Requirements
Output the data below in full, character for character.

Stored rows
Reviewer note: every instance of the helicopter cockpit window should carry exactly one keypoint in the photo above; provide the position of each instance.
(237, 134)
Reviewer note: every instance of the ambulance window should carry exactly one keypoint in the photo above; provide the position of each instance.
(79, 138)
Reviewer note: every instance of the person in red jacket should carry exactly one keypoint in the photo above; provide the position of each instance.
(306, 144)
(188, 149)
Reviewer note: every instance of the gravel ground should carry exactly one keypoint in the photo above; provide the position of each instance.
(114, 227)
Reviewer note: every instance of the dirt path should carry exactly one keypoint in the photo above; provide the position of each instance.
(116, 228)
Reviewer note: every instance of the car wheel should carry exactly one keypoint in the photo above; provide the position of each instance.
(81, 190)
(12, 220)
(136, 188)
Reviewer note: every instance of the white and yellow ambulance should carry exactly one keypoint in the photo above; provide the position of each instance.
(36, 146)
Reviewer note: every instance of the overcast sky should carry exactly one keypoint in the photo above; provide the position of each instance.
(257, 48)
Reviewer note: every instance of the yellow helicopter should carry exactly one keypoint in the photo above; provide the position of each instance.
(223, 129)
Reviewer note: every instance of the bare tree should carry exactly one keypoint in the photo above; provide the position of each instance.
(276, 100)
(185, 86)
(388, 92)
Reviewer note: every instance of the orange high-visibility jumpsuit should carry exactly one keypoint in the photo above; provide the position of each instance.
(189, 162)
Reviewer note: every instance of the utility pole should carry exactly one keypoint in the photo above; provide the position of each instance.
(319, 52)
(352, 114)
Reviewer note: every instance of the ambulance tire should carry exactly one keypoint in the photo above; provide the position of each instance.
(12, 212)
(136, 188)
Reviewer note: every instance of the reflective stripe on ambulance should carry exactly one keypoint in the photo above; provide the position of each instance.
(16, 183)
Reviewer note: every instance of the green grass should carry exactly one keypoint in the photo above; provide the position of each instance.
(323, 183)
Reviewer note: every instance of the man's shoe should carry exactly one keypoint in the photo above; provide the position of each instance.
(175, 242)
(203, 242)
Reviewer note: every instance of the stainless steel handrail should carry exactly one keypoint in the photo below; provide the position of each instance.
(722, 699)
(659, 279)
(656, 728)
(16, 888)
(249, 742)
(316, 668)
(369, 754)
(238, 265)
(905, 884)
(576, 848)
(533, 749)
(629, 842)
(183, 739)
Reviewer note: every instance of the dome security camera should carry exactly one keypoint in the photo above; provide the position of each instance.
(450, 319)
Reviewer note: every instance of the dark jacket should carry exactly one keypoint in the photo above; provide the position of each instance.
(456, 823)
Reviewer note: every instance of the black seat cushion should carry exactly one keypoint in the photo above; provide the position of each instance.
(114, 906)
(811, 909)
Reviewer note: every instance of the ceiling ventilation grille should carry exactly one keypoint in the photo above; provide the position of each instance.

Worked solution
Reviewer note: every instance of the helicopter cockpit window should carry exactly one keypoint in the photo above; provide the position of each instance.
(237, 134)
Reviewer note: every instance of the ambulance window should carry exactly one keypoint in the photo above; provide the position of each instance.
(79, 138)
Reviewer note: every instance of the person in red jacket should carry exactly one keypoint in the photo above; provide the position of each instance.
(306, 144)
(188, 149)
Reviewer note: every instance of the gravel ground should carry exactly one keypoint in the photo above; provide the position of each instance.
(114, 227)
Reviewer note: every instance of the dirt path should carry exactly one keypoint in the photo above; provide the position of each instance.
(116, 228)
Reviewer note: every instance of the car wheel should carry exactly one keypoint in the photo above; provide the position of each instance.
(81, 190)
(12, 220)
(136, 188)
Reviewer note: every instance of the white and yellow ambulance should carry exactly one keypoint in the photo above; provide the position of each instance.
(36, 146)
Reviewer note: every instance of the overcast sky should carry exactly one keypoint in the photo above; provide the position of each instance.
(257, 48)
Reviewer note: every instance of the yellow helicopter should carry exactly one keypoint in the photo above; provide the position of each instance.
(223, 129)
Reviewer note: every instance of the bare tree should carry exactly one keypoint in the photo above; provide the position of each instance.
(276, 100)
(185, 86)
(388, 92)
Reviewer note: every instance of the orange high-visibility jumpsuit should carry exactly one keypoint in the photo above; provide the position of each instance.
(189, 162)
Reviewer note: every instance of the utility pole should carry exactly one keypoint in the photo above; provide the position of each instance.
(319, 52)
(352, 114)
Reviewer note: every instance of the ambulance tire should carry exactly one keypoint in the photo above; provide the position of each instance.
(12, 212)
(136, 188)
Reviewer note: every instance of the reflective stripe on ambulance should carry exactly one keypoint in the photo above; provide the position of each instance.
(16, 183)
Reviewer note: every instance of the green grass should carry exactly one keypoint in the photo above; provide the position of each instance.
(323, 183)
Reviewer note: every instance of the man's shoe should carry exactly one keypoint in the photo above; provide the position of each instance.
(175, 242)
(203, 242)
Reviewer note: every instance of the stainless steel handrail should carry exactly one keypoint in the photo below; provide the position of each instance.
(722, 699)
(659, 279)
(656, 728)
(16, 888)
(249, 742)
(316, 668)
(369, 754)
(238, 265)
(905, 884)
(576, 848)
(533, 749)
(629, 842)
(183, 739)
Reviewer note: every instance of the dome security camera should carry exactly one keypoint in the photo above; provide the position of each instance.
(450, 319)
Reviewer note: every instance of the dark jacket should carry exactly one keypoint in the photo above; provide the position of each instance.
(456, 823)
Reviewer note: every instance of the black seat cushion should carry exactly one keypoint in the photo above; provide the position of each instance.
(114, 906)
(811, 909)
Reviewer note: every instance of the ceiling ventilation grille should carry exactly one keypoint in the photo above; provide the position of each instance.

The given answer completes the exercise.